Data section Start Marker
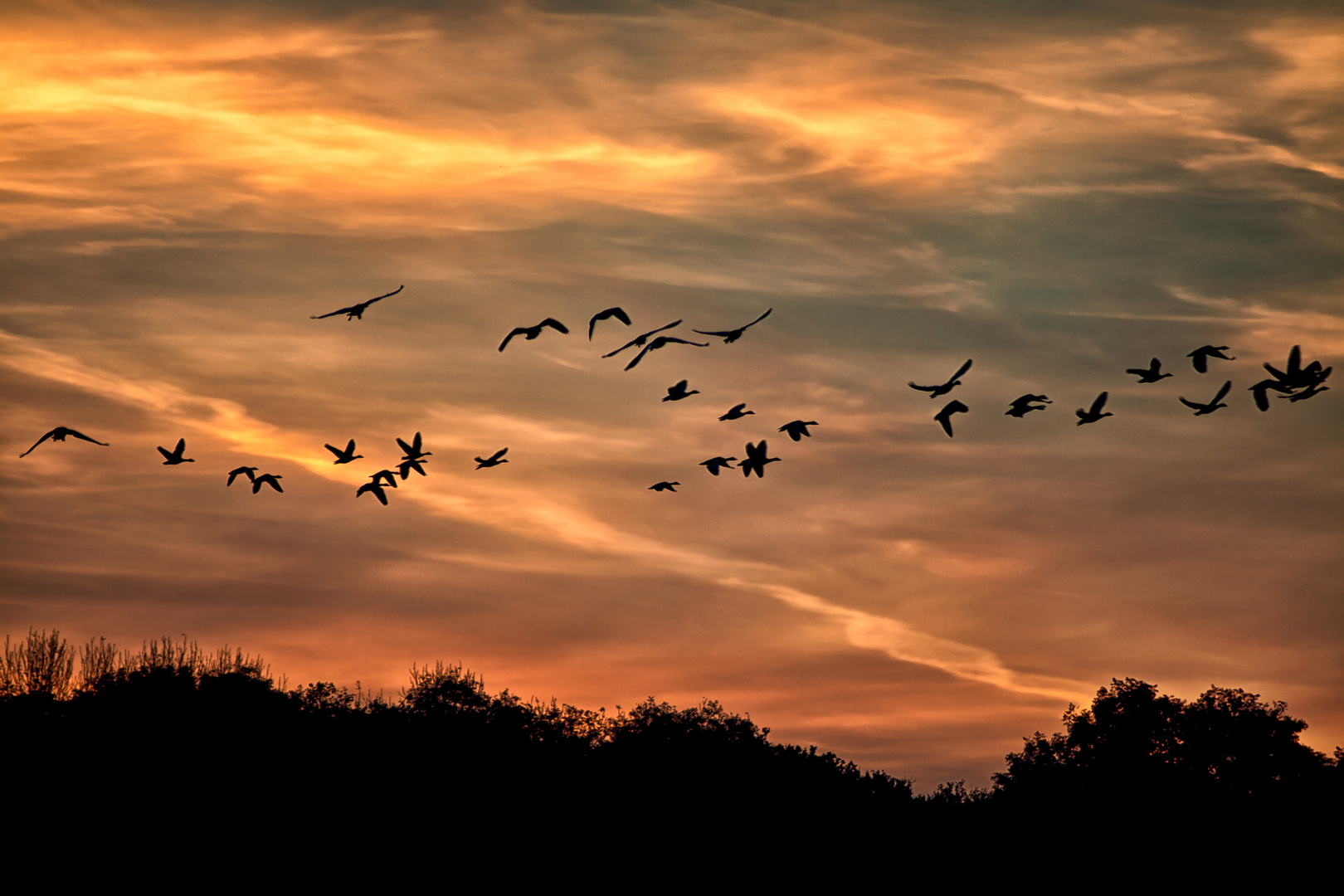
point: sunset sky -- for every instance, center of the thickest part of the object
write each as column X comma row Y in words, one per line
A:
column 1059, row 191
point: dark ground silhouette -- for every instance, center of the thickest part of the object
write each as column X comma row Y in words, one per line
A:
column 169, row 723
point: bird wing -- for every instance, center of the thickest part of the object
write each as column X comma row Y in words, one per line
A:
column 643, row 353
column 516, row 331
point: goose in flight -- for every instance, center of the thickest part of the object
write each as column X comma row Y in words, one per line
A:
column 347, row 455
column 266, row 479
column 375, row 489
column 797, row 429
column 934, row 391
column 1151, row 373
column 357, row 310
column 678, row 392
column 385, row 475
column 619, row 314
column 715, row 462
column 1094, row 412
column 494, row 460
column 1213, row 406
column 407, row 466
column 944, row 416
column 1205, row 353
column 756, row 460
column 1261, row 391
column 60, row 436
column 643, row 338
column 733, row 334
column 659, row 343
column 173, row 458
column 1022, row 406
column 413, row 450
column 533, row 332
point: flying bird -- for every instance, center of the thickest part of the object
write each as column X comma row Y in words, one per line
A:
column 266, row 479
column 1213, row 406
column 611, row 312
column 173, row 458
column 60, row 436
column 756, row 460
column 1094, row 412
column 1151, row 373
column 407, row 466
column 934, row 391
column 715, row 462
column 643, row 338
column 797, row 429
column 385, row 475
column 533, row 332
column 733, row 334
column 678, row 392
column 944, row 416
column 1205, row 353
column 357, row 310
column 347, row 455
column 659, row 343
column 1022, row 406
column 375, row 489
column 494, row 460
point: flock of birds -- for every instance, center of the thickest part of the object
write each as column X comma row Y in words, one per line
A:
column 1293, row 383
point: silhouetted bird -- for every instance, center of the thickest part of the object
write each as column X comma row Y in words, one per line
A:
column 1211, row 406
column 733, row 334
column 173, row 458
column 659, row 343
column 934, row 391
column 407, row 466
column 413, row 450
column 355, row 310
column 678, row 392
column 756, row 460
column 797, row 429
column 715, row 462
column 375, row 489
column 601, row 316
column 1151, row 375
column 494, row 460
column 1307, row 392
column 60, row 436
column 1022, row 406
column 347, row 455
column 643, row 338
column 1261, row 392
column 266, row 479
column 944, row 416
column 1094, row 412
column 1205, row 353
column 533, row 332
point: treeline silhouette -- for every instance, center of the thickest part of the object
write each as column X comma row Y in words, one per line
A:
column 171, row 720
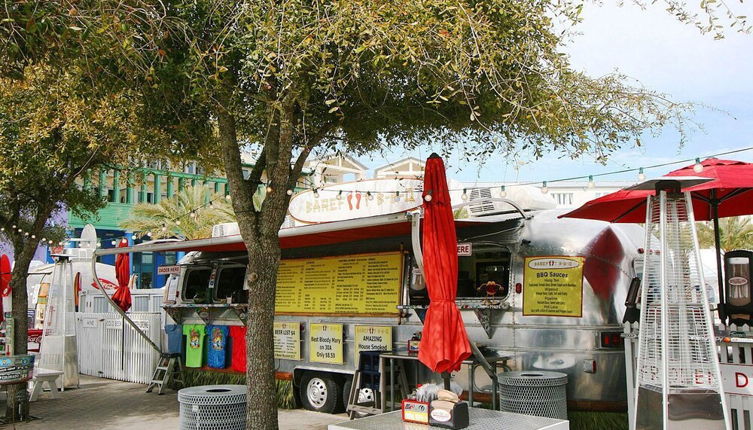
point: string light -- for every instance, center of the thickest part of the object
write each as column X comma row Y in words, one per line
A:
column 698, row 168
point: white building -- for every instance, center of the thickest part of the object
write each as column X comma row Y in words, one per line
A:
column 407, row 167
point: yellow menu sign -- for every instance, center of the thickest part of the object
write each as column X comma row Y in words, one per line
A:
column 553, row 286
column 326, row 343
column 363, row 284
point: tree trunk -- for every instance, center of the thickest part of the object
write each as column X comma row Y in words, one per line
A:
column 18, row 402
column 264, row 257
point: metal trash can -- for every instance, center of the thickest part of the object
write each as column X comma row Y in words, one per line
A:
column 213, row 407
column 535, row 392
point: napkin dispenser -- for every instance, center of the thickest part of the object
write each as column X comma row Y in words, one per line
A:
column 448, row 411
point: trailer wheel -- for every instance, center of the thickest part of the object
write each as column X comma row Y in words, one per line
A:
column 320, row 392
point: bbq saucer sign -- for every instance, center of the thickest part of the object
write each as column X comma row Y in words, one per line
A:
column 356, row 200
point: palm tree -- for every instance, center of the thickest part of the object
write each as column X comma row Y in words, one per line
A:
column 189, row 214
column 734, row 232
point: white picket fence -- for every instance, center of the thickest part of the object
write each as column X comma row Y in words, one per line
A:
column 110, row 348
column 736, row 360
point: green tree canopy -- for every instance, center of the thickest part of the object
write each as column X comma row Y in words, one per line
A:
column 290, row 77
column 734, row 233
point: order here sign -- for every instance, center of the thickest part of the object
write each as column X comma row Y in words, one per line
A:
column 737, row 378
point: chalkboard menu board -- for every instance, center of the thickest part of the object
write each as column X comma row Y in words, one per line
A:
column 16, row 368
column 364, row 284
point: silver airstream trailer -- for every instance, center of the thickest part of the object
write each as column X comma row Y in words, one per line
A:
column 540, row 292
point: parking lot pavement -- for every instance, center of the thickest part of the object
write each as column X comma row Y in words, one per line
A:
column 106, row 404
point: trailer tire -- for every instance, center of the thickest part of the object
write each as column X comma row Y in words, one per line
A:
column 320, row 392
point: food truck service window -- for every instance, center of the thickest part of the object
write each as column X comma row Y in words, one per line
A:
column 196, row 284
column 485, row 273
column 229, row 280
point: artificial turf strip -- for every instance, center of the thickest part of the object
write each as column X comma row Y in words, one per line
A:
column 597, row 420
column 192, row 378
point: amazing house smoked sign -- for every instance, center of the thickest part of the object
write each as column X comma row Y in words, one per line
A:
column 553, row 286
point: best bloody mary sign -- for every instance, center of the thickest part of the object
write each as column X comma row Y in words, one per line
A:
column 553, row 286
column 326, row 343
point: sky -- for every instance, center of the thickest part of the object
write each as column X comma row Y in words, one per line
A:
column 661, row 54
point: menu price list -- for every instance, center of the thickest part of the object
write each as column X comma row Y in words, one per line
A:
column 355, row 284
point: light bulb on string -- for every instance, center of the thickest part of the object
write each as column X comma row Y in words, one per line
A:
column 698, row 167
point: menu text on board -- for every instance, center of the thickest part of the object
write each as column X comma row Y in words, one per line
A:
column 287, row 338
column 348, row 285
column 553, row 286
column 326, row 343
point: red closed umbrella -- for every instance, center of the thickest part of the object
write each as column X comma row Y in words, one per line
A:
column 122, row 296
column 729, row 194
column 444, row 343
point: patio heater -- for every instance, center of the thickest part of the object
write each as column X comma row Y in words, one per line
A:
column 678, row 383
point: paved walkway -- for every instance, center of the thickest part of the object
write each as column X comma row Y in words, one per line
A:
column 108, row 405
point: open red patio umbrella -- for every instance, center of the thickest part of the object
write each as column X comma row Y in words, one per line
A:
column 729, row 194
column 122, row 296
column 444, row 343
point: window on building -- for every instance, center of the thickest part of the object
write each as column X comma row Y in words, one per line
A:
column 196, row 284
column 229, row 281
column 563, row 198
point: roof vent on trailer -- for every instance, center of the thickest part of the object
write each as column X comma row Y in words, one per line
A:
column 225, row 229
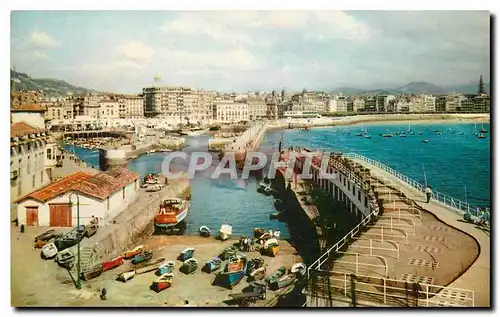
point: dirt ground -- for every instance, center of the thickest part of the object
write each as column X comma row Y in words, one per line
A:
column 37, row 282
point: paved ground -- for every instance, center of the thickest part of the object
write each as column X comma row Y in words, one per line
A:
column 37, row 282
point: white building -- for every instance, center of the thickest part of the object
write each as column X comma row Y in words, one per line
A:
column 102, row 195
column 229, row 111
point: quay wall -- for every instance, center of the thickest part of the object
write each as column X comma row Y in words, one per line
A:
column 130, row 226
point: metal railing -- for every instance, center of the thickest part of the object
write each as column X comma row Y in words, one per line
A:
column 442, row 198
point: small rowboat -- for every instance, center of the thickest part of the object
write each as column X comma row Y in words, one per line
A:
column 49, row 251
column 113, row 263
column 142, row 257
column 94, row 271
column 284, row 281
column 125, row 276
column 204, row 231
column 299, row 269
column 187, row 253
column 212, row 265
column 271, row 247
column 135, row 251
column 166, row 267
column 163, row 282
column 189, row 266
column 276, row 275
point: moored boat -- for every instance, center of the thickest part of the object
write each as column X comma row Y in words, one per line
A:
column 204, row 231
column 92, row 272
column 271, row 247
column 163, row 282
column 126, row 276
column 172, row 211
column 131, row 253
column 234, row 270
column 189, row 266
column 225, row 232
column 187, row 253
column 299, row 269
column 167, row 267
column 142, row 257
column 276, row 275
column 212, row 265
column 116, row 262
column 49, row 251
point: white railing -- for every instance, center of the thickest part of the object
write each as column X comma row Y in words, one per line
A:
column 440, row 197
column 392, row 291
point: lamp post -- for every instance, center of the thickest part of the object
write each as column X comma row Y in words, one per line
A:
column 78, row 264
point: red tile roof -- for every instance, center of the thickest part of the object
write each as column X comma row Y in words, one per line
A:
column 28, row 107
column 100, row 186
column 22, row 128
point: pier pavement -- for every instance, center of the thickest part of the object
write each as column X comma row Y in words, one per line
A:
column 477, row 276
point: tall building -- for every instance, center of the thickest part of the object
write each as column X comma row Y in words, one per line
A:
column 481, row 89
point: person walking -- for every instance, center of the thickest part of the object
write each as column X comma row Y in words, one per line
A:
column 428, row 193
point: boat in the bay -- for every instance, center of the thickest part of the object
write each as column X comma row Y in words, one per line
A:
column 49, row 251
column 204, row 231
column 225, row 232
column 212, row 265
column 166, row 267
column 271, row 247
column 284, row 281
column 299, row 269
column 187, row 253
column 163, row 282
column 126, row 276
column 142, row 257
column 172, row 212
column 131, row 253
column 189, row 266
column 108, row 265
column 234, row 270
column 92, row 272
column 276, row 275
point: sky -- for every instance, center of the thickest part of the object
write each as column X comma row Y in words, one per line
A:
column 122, row 51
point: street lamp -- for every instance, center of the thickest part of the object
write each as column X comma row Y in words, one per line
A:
column 78, row 264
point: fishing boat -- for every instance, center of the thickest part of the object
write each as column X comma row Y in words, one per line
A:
column 276, row 275
column 163, row 282
column 234, row 270
column 299, row 269
column 92, row 272
column 172, row 212
column 271, row 247
column 204, row 231
column 187, row 253
column 225, row 232
column 49, row 251
column 166, row 267
column 283, row 281
column 212, row 265
column 126, row 276
column 135, row 251
column 189, row 266
column 142, row 257
column 148, row 266
column 65, row 259
column 116, row 262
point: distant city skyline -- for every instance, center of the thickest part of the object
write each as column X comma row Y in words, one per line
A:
column 122, row 51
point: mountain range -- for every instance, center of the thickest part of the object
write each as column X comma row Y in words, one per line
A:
column 22, row 81
column 414, row 88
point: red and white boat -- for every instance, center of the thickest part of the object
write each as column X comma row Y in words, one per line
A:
column 172, row 212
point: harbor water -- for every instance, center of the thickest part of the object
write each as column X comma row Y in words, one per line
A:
column 455, row 162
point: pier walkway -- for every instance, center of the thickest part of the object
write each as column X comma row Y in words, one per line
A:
column 477, row 277
column 412, row 254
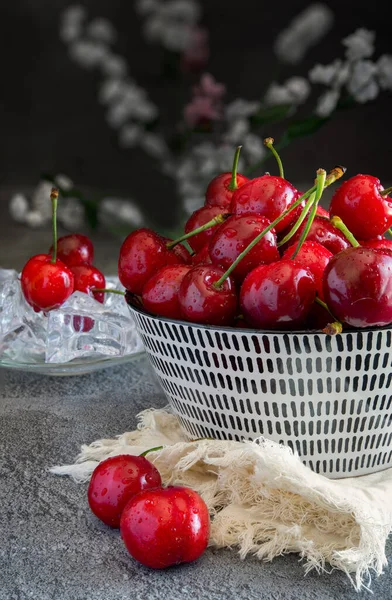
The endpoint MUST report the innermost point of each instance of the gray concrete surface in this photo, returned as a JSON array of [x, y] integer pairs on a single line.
[[53, 548]]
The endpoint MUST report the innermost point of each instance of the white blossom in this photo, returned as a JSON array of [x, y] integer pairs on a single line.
[[153, 144], [88, 54], [18, 207], [306, 30], [384, 72], [327, 103], [114, 66], [130, 135], [359, 45], [240, 109], [363, 85], [102, 30]]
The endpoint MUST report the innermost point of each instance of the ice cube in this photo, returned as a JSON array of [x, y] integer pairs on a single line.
[[22, 330], [84, 328]]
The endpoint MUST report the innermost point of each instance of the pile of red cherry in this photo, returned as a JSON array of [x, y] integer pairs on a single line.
[[261, 254], [160, 525]]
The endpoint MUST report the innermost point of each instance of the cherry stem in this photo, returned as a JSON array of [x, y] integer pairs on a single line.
[[269, 142], [332, 176], [299, 222], [386, 191], [233, 182], [338, 223], [108, 290], [54, 194], [321, 176], [215, 221], [151, 450]]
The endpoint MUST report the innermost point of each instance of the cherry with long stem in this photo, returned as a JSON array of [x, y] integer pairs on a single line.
[[332, 176]]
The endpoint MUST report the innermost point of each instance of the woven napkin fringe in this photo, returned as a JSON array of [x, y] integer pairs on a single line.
[[262, 499]]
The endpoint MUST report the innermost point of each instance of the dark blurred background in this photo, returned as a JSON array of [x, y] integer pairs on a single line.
[[51, 121]]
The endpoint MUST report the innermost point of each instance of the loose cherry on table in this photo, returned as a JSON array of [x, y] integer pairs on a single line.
[[115, 481], [166, 526], [363, 205], [234, 235], [220, 190], [74, 249], [46, 281]]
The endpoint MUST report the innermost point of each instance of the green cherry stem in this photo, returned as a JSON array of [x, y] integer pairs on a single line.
[[338, 223], [215, 221], [299, 221], [321, 176], [54, 194], [386, 191], [269, 142], [332, 176], [233, 183]]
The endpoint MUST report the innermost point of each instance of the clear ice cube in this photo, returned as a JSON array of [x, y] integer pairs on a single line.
[[84, 328]]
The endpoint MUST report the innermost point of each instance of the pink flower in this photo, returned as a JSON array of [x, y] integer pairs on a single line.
[[209, 87], [197, 52], [201, 110]]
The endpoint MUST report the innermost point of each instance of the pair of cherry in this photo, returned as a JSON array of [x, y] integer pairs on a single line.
[[256, 256], [47, 280]]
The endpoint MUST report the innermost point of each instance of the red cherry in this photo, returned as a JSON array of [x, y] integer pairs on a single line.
[[202, 256], [323, 232], [200, 217], [165, 526], [46, 285], [358, 286], [202, 302], [160, 293], [142, 253], [315, 257], [218, 191], [115, 481], [278, 295], [87, 277], [267, 196], [234, 235], [74, 249], [361, 206]]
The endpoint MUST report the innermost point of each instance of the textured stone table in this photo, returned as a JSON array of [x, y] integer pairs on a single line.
[[53, 548]]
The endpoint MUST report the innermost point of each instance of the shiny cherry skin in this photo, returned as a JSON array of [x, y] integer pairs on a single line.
[[202, 302], [218, 192], [160, 292], [278, 295], [74, 249], [200, 217], [202, 256], [358, 286], [267, 196], [362, 208], [87, 277], [166, 526], [323, 232], [142, 253], [315, 257], [234, 235], [46, 285], [115, 481]]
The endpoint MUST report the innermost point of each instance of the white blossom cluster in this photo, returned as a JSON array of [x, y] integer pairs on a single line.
[[129, 108], [170, 23], [356, 74]]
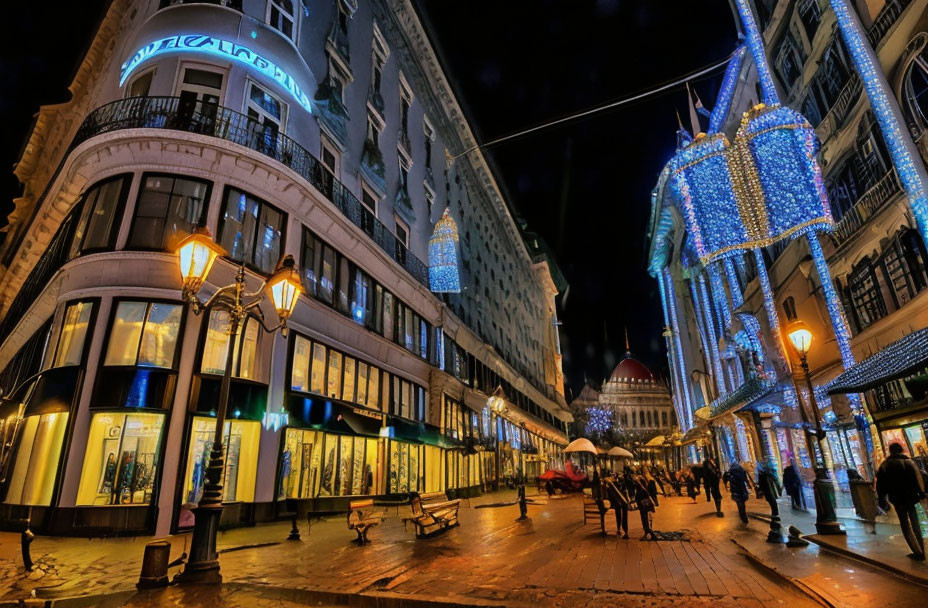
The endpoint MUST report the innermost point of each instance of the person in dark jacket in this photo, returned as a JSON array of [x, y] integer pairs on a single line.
[[738, 485], [619, 500], [711, 476], [899, 480], [645, 507], [793, 485]]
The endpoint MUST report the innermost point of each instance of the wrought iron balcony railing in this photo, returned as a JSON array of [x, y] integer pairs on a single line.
[[866, 207], [216, 121], [885, 20]]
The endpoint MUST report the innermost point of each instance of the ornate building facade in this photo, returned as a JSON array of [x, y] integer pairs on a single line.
[[319, 129]]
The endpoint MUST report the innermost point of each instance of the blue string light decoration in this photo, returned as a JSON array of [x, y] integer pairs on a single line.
[[599, 421], [901, 148], [687, 402], [443, 256]]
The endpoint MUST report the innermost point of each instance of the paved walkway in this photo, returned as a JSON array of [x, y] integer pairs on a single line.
[[491, 559]]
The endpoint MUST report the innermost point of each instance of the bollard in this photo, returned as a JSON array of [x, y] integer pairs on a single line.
[[25, 540], [795, 539], [155, 565]]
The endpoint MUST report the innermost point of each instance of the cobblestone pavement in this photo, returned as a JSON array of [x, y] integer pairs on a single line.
[[552, 559]]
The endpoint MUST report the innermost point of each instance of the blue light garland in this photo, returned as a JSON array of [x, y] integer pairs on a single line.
[[756, 45], [675, 328], [901, 148]]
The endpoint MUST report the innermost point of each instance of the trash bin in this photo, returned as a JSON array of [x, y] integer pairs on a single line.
[[864, 501], [155, 565]]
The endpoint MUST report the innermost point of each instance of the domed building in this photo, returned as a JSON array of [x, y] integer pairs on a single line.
[[640, 403]]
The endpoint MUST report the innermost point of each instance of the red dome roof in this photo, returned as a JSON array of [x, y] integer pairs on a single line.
[[630, 369]]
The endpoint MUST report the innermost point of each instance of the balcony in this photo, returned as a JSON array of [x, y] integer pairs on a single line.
[[885, 20], [216, 121], [866, 207], [840, 109]]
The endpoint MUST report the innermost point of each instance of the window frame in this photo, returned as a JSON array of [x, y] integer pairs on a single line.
[[221, 221], [114, 308], [207, 198]]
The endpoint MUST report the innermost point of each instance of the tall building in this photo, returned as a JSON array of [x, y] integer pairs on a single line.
[[728, 361], [325, 130]]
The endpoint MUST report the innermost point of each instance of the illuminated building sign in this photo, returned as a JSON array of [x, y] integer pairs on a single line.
[[201, 43]]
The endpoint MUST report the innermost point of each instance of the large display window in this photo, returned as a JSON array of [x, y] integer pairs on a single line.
[[122, 459], [36, 466], [300, 464], [240, 440]]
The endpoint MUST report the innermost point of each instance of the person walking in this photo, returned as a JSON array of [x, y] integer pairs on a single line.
[[645, 507], [711, 476], [899, 480], [793, 485], [692, 490], [739, 488], [619, 500]]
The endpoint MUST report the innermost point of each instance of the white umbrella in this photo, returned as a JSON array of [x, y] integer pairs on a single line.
[[581, 445], [620, 452]]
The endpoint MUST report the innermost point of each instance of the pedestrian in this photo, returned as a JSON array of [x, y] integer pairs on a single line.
[[792, 482], [651, 483], [768, 485], [711, 476], [899, 480], [692, 489], [738, 486], [645, 507], [619, 500], [598, 495]]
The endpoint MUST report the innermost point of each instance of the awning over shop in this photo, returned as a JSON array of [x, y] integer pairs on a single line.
[[751, 390], [332, 416], [897, 360]]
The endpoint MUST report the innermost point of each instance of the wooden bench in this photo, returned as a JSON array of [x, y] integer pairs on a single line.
[[362, 517], [591, 508], [432, 513]]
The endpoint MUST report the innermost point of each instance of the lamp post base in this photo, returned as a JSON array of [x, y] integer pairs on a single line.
[[826, 518], [203, 565]]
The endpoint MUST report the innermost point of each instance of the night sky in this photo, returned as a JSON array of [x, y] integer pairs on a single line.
[[583, 186]]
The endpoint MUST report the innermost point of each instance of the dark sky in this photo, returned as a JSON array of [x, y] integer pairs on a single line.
[[583, 186]]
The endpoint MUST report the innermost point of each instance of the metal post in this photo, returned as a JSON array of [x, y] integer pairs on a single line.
[[826, 519], [203, 566]]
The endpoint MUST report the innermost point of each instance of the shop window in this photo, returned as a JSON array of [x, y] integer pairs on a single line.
[[122, 458], [75, 324], [168, 209], [251, 230], [144, 334], [240, 450], [280, 16], [216, 345], [100, 216], [37, 459], [300, 464]]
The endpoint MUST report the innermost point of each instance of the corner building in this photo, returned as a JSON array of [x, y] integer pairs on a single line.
[[317, 129]]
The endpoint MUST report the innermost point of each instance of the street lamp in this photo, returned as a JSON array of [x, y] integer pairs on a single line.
[[826, 519], [196, 254]]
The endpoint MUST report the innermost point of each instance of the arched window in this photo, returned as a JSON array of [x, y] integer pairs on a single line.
[[443, 256]]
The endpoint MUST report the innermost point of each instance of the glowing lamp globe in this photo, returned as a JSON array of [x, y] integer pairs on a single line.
[[285, 287], [800, 337], [195, 255]]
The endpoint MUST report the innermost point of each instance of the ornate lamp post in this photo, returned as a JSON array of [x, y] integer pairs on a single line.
[[196, 254], [826, 519]]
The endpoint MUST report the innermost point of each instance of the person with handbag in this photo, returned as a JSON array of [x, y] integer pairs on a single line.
[[621, 503], [645, 507]]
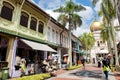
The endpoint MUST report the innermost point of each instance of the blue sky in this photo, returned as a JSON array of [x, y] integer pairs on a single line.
[[87, 16]]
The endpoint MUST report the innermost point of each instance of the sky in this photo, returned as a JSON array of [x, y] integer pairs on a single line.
[[88, 16]]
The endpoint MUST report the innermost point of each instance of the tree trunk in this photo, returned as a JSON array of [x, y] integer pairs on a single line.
[[70, 50], [115, 45]]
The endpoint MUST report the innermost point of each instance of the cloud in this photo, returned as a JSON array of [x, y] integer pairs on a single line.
[[98, 5], [116, 23], [53, 14], [49, 4], [87, 14]]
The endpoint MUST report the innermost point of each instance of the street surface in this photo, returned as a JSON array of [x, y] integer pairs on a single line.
[[91, 72]]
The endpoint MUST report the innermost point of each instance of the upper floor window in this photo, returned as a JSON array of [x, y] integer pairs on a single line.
[[33, 24], [7, 11], [41, 27], [24, 19]]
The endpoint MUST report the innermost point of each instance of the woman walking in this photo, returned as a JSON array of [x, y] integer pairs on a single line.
[[106, 65]]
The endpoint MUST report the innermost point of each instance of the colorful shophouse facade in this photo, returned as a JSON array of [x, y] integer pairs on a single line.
[[22, 31], [27, 31]]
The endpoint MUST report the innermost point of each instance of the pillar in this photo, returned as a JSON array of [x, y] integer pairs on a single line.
[[1, 5], [11, 52], [59, 57]]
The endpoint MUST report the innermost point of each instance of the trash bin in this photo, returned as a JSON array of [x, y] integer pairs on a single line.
[[5, 73]]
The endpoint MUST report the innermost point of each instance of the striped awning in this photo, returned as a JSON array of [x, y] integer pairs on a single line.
[[38, 46]]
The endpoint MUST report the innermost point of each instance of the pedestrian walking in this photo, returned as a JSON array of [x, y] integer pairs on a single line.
[[106, 65], [83, 62]]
Data section End Marker
▸ Your objective: Return the lines from the one containing "of the striped" through the last line of the records. Include both ends and nothing else.

▸ Solution below:
The endpoint MUST report the innermost point of each instance of the striped awning in this photo, returned as a JSON array of [x, y] integer pairs on a single line.
[[38, 46]]
The endpoint MUST report the innermost point of each instance of the pedestrian walking in this photo, returned as a JSON array of [x, y] integer pairs on a single line.
[[106, 65], [83, 62]]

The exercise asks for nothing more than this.